>> begin MATERIAL FOR THE TASK

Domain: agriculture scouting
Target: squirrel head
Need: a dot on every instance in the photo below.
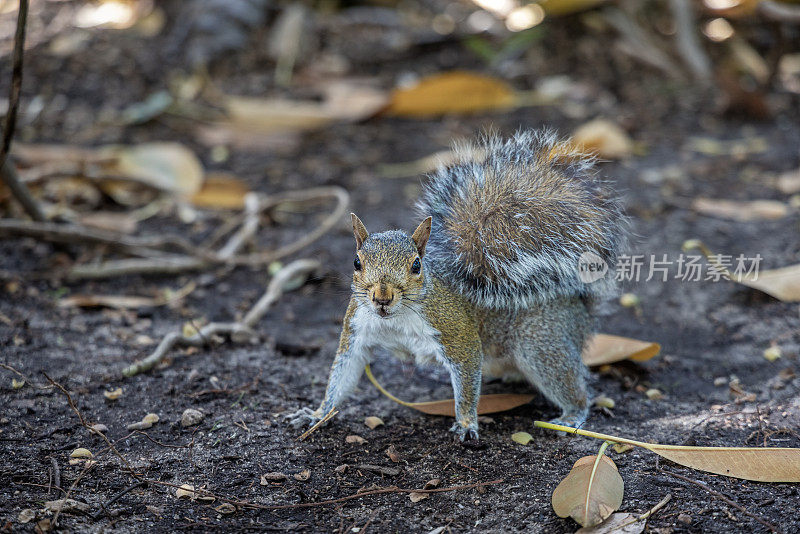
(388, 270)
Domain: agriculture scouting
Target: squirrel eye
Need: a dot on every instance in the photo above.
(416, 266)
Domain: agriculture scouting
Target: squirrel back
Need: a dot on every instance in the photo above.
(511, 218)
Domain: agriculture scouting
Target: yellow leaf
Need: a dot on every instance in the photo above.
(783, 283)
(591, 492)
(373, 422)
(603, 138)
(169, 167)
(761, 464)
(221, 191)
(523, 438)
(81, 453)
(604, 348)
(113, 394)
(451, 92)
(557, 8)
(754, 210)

>> end MATERIAL FOR THE TASK

GIVEN PROBLEM: Rewrite all the lines above, swapping "agriculture scouting" for "crop scouting" everywhere and changing nothing else. Leave the pictures out.

THE RESULT:
Domain: crop scouting
Target: squirrel head
Need: a dot on every instance in the photo below.
(388, 270)
Domain: crop scouting
Target: squirrel eye
Need: a dot on every instance in the photo above.
(416, 266)
Domain: crop scouting
Target: squirrel back
Need: a dot on every instance in the photo above.
(511, 218)
Domain: crop scouting
Target: yellow leaf
Need: a dot on every instance in the photo above.
(783, 283)
(591, 492)
(373, 422)
(603, 138)
(169, 167)
(761, 464)
(221, 191)
(523, 438)
(81, 453)
(604, 348)
(113, 394)
(451, 92)
(557, 8)
(754, 210)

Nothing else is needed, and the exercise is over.